[EXTRACTED ENTRIES Boundary: Start]

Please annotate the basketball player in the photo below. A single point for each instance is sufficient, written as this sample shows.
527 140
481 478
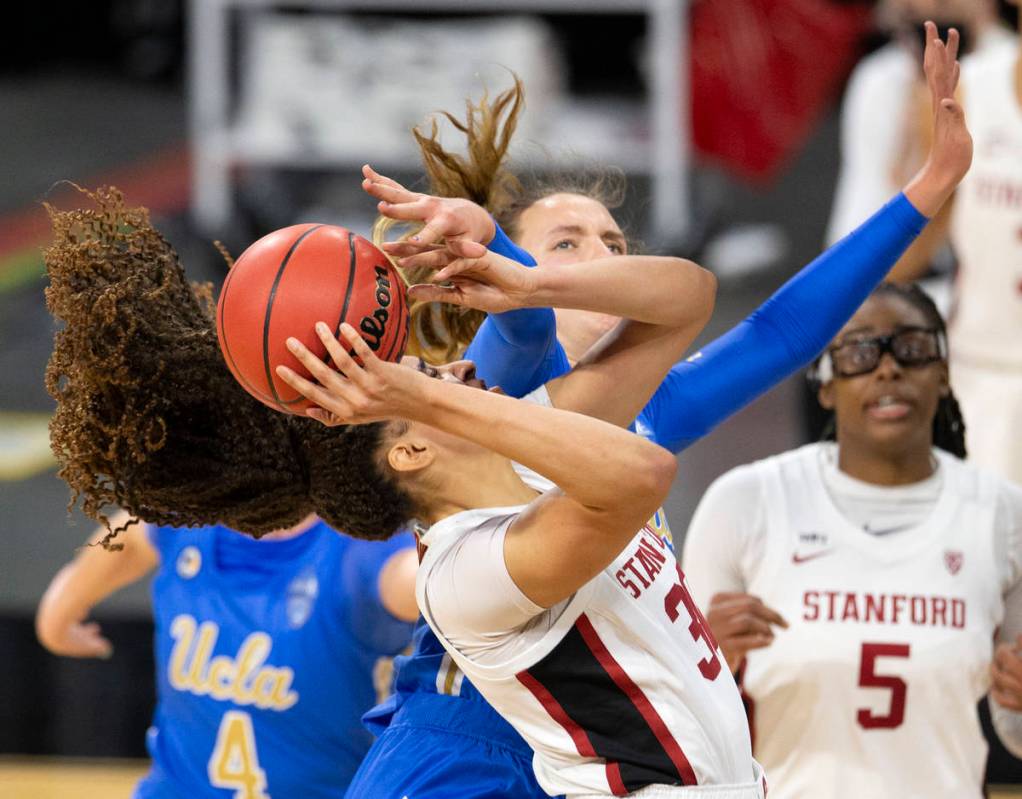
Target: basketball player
530 593
985 327
894 565
469 746
265 649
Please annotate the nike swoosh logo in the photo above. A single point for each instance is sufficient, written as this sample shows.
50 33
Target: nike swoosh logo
796 558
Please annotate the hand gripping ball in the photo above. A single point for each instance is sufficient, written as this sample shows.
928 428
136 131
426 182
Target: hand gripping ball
292 278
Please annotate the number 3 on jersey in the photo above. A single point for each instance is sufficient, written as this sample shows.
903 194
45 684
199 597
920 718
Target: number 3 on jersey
708 667
234 762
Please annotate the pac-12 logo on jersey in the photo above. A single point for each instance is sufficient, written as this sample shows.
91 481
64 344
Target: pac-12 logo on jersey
659 527
189 562
302 594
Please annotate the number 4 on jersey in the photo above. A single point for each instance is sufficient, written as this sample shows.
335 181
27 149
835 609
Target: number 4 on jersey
234 762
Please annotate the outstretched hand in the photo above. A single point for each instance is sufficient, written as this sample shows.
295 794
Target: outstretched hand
950 153
76 640
474 276
442 218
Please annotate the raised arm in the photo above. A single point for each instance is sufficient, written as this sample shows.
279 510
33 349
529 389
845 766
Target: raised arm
78 588
790 328
517 349
609 485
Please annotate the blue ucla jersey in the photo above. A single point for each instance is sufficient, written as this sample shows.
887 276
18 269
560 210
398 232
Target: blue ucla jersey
436 723
265 656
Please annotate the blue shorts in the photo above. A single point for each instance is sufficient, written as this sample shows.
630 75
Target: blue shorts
432 750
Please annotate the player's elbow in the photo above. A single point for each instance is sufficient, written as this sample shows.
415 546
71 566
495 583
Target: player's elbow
699 295
652 476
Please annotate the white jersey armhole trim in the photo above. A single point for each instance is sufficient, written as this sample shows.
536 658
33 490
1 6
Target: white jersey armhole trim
523 660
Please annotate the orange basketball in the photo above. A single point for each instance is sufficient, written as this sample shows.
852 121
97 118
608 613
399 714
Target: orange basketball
286 282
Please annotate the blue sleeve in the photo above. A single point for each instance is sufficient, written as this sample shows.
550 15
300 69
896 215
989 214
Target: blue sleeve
370 622
783 334
517 350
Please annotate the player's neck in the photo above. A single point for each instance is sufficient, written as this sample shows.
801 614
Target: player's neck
477 483
900 467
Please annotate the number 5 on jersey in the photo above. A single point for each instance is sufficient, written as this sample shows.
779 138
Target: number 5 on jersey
868 677
234 762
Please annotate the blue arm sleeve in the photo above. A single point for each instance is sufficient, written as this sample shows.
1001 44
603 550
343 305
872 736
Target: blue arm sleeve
370 622
783 334
517 350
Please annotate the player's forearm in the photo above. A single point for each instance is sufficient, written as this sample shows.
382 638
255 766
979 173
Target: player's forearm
653 289
94 575
594 463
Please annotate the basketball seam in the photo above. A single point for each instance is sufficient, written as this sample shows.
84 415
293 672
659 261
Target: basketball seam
352 262
226 344
269 312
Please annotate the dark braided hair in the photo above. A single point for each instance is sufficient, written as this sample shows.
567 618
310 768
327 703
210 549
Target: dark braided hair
439 331
148 417
948 425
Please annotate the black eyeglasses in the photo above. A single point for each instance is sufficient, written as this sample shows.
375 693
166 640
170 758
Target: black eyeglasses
911 346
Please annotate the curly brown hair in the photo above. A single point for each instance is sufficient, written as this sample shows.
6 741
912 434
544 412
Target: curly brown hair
440 331
148 417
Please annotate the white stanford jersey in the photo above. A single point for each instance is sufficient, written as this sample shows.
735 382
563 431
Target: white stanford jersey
620 687
872 691
986 229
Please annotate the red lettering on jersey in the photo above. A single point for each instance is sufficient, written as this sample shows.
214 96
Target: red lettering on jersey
630 565
626 583
850 612
918 607
650 559
831 600
896 602
876 607
810 603
958 613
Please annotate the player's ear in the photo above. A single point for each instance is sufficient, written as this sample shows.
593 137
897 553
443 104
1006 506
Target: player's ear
825 395
410 454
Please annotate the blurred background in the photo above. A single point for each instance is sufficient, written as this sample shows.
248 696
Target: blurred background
231 118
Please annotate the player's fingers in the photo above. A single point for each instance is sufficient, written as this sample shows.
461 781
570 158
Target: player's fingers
426 292
341 357
405 247
953 107
436 259
324 375
370 174
413 210
433 231
954 40
359 344
387 193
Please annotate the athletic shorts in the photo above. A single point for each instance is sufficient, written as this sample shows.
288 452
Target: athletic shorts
433 749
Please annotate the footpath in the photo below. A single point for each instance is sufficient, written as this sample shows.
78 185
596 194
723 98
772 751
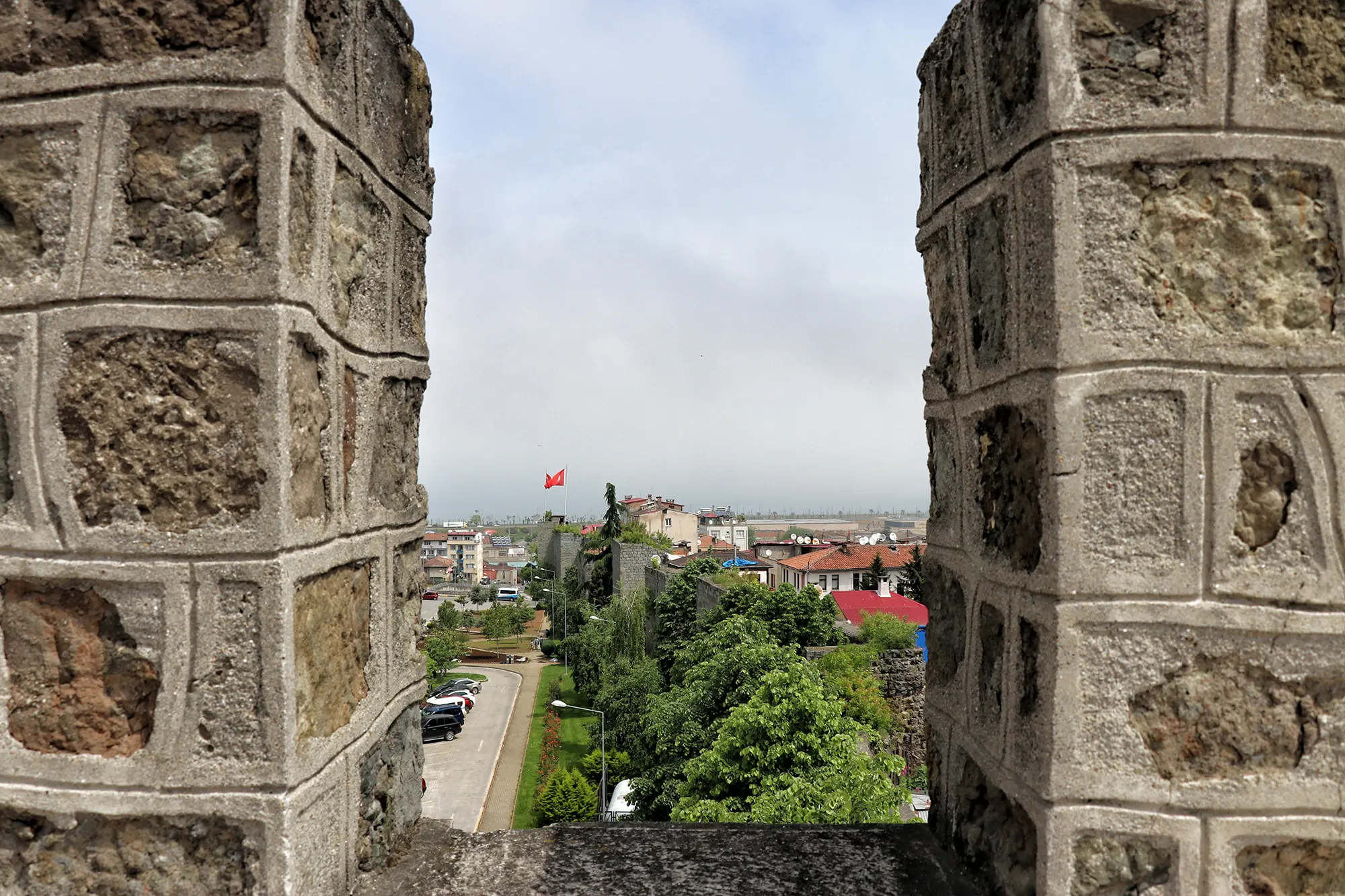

[EXTRACTED ENTRIES Boundary: End]

ABOUT THIS EXERCISE | Tell me how many lines in the records above include the word "below"; the number is all that is needed.

EXERCISE RESPONSE | 2